→ **文字節錄**
方法使用pivot在DB端處理
sqltest測試:
CREATE TABLE sql_test_a
(
ID VARCHAR2(4000 BYTE),
FIRST_NAME VARCHAR2(200 BYTE),
LAST_NAME VARCHAR2(200 BYTE)
);
INSERT INTO sql_test_a (ID, FIRST_NAME, LAST_NAME) VALUES ('1', 'John', 'Snow');
INSERT INTO sql_test_a (ID, FIRST_NAME, LAST_NAME) VALUES ('2', 'Mike', 'Tyson');
INSERT INTO sql_test_a (ID, FIRST_NAME, LAST_NAME) VALUES ('3', 'Bill', 'Keaton');
INSERT INTO sql_test_a (ID, FIRST_NAME, LAST_NAME) VALUES ('4', 'Greg', 'Mercury');
INSERT INTO sql_test_a (ID, FIRST_NAME, LAST_NAME) VALUES ('5', 'Steve', 'Jobs');
語法:
with sql_test_a_rn as (
select ID,
FIRST_NAME,
LAST_NAME,
mod(rn - 1, 3) as gorup_id, /* 分組編號 */
ceil(rn / 3) as newRownum /* 分組後新的Rownumber */
from (select ID,
FIRST_NAME,
LAST_NAME,
row_number() over(order by ID) as rn
from sql_test_a ) t
)
select c1_ID as ID_1,
c1_FIRST_NAME as FIRST_NAME_1,
c1_LAST_NAME as LAST_NAME_1,
c2_ID as ID_2,
c2_FIRST_NAME as FIRST_NAME_2,
c2_LAST_NAME as LAST_NAME_2,
c3_ID as ID_3,
c3_FIRST_NAME as FIRST_NAME_3,
c3_LAST_NAME as LAST_NAME_3
from sql_test_a_rn
pivot (
max(ID) as ID, max(FIRST_NAME) as FIRST_NAME, max(LAST_NAME) as LAST_NAME
for gorup_id in
(
0 as c1,
1 as c2,
2 as c3
)
)
order by newRownum

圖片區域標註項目
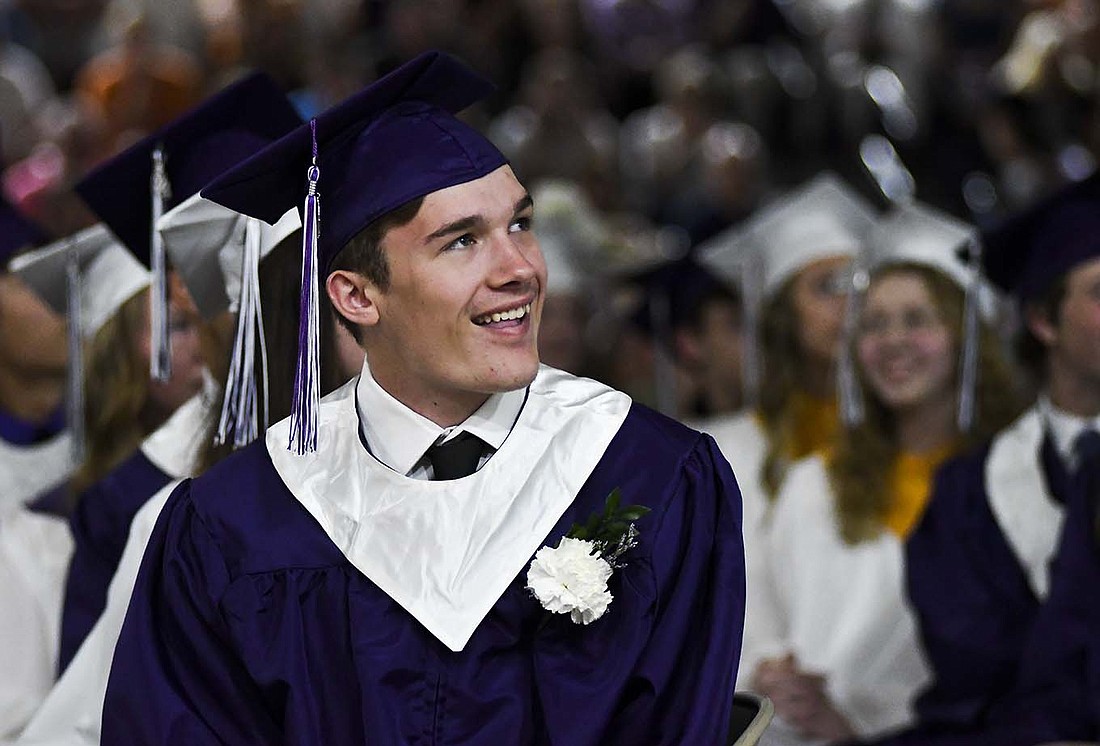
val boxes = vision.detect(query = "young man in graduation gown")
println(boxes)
[862,176,1100,745]
[0,198,75,512]
[102,53,745,745]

→ **待辦事項**
**a.** 在文字節錄的 SQL 裡，註解寫著「分組編號」的那個欄位別名叫什麼？
**b.** 把上面清單的所有行重新寫一遍，連請求也照寫，只是答案裡的每個座標數字都加上 -91。圖片不用放進答案。

→ **各題解答**
**a.** gorup_id

**b.**
val boxes = vision.detect(query = "young man in graduation gown")
println(boxes)
[771,85,1009,654]
[-91,107,-16,421]
[11,-38,654,654]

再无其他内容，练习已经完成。